▶ _WHAT NEEDS TO BE DONE_:
Please retype the records from the line with "In an <instance>" to the line with "box: [782, 417, 812, 565]", keeping every character as it appears, and nothing else.

** Opening DATA EXTRACT block **

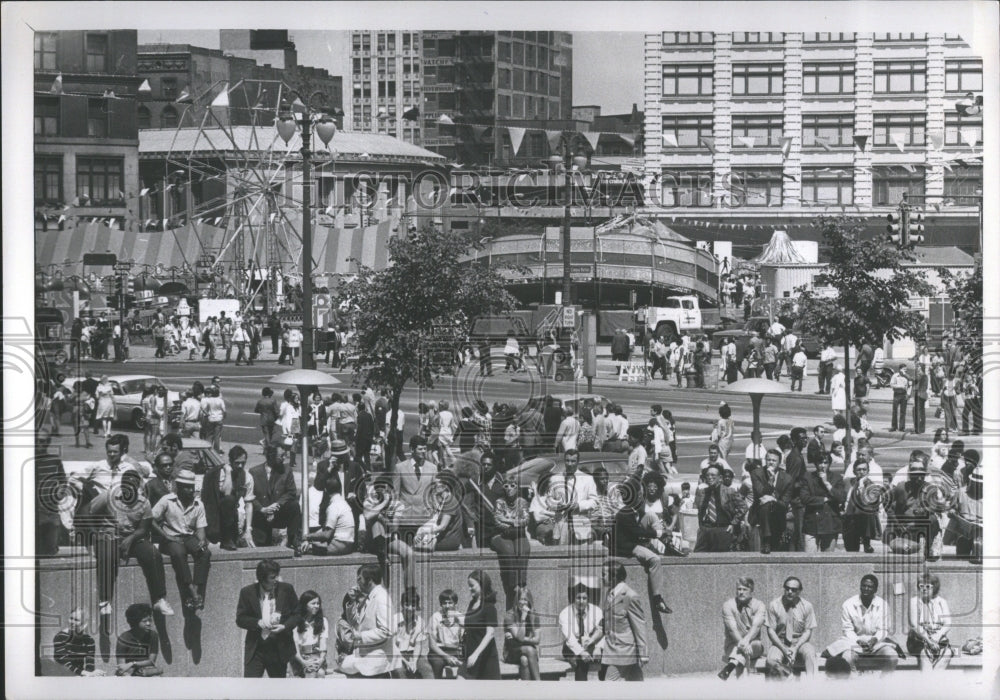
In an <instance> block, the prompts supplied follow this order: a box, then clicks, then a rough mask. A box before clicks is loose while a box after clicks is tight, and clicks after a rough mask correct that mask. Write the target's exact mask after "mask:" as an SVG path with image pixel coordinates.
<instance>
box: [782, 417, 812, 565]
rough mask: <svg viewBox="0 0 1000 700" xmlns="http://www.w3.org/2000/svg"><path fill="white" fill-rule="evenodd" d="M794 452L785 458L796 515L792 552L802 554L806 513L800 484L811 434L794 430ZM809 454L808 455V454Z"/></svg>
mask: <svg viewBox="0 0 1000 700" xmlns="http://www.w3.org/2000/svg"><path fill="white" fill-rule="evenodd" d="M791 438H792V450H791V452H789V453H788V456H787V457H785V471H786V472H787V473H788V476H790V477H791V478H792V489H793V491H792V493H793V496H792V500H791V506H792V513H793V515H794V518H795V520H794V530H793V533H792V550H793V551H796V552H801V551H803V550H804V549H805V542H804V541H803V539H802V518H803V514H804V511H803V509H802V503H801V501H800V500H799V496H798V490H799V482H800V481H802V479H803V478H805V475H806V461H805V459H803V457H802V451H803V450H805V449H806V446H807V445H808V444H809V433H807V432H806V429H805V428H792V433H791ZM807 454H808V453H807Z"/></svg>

** Closing DATA EXTRACT block **
** Opening DATA EXTRACT block **

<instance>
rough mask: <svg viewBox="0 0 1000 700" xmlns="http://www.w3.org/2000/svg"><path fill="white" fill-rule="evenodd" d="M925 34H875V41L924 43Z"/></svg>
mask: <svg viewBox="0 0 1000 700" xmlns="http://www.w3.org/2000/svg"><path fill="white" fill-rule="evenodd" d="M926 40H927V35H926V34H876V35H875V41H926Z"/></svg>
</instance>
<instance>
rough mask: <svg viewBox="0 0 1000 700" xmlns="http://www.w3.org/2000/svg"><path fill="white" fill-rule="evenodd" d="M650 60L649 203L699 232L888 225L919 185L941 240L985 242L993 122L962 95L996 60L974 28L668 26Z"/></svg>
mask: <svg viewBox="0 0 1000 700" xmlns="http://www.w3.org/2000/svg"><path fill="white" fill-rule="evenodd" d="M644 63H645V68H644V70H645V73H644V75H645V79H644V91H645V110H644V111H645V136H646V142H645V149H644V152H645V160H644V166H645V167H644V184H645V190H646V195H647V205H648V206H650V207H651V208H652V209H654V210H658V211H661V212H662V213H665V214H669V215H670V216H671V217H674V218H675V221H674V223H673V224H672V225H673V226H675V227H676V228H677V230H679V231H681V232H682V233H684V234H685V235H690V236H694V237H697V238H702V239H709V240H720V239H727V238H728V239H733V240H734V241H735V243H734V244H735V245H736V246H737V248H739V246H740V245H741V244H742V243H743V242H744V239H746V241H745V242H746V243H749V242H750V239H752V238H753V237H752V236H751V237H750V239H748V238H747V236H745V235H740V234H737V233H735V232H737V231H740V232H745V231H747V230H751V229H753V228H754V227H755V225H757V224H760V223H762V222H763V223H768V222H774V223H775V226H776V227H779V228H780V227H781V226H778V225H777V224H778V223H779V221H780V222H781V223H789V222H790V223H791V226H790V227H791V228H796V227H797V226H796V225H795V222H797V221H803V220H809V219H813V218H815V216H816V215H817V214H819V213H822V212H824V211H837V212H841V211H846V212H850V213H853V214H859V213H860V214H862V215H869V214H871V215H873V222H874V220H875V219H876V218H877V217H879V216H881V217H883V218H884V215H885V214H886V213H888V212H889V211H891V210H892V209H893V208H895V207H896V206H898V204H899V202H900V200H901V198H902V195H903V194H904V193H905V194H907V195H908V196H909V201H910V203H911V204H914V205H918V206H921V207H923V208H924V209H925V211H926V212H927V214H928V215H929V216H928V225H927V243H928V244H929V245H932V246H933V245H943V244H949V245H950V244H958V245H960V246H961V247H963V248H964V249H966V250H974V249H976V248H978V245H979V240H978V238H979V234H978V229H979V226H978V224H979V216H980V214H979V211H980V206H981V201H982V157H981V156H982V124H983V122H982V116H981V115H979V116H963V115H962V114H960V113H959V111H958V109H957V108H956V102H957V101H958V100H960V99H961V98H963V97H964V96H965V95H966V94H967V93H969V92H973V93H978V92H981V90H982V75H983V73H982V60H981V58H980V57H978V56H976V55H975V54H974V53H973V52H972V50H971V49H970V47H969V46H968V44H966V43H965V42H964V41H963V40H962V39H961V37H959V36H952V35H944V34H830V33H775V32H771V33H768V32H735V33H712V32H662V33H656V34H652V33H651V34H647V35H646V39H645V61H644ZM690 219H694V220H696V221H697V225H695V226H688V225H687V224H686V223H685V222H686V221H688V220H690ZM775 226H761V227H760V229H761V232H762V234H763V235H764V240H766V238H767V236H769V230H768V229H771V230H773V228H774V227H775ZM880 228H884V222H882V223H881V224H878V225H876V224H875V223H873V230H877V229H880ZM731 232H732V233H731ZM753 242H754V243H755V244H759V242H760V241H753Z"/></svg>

** Closing DATA EXTRACT block **
** Opening DATA EXTRACT block **

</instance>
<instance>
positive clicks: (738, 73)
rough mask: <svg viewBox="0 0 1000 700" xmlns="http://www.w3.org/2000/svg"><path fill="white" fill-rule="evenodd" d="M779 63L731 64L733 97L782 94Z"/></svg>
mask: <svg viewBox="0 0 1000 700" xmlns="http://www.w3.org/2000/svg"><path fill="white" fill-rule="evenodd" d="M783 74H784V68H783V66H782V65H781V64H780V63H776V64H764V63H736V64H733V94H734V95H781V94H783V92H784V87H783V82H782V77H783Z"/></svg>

** Closing DATA EXTRACT block **

▶ _RESPONSE_:
In an <instance> block, the prompts supplied follow this order: a box, then clicks, then a rough mask. A box before clicks is loose while a box after clicks is tight, and clicks after a rough mask correct that mask. Write the target's exact mask after "mask:" as an SVG path with image pixel coordinates.
<instance>
box: [782, 417, 812, 565]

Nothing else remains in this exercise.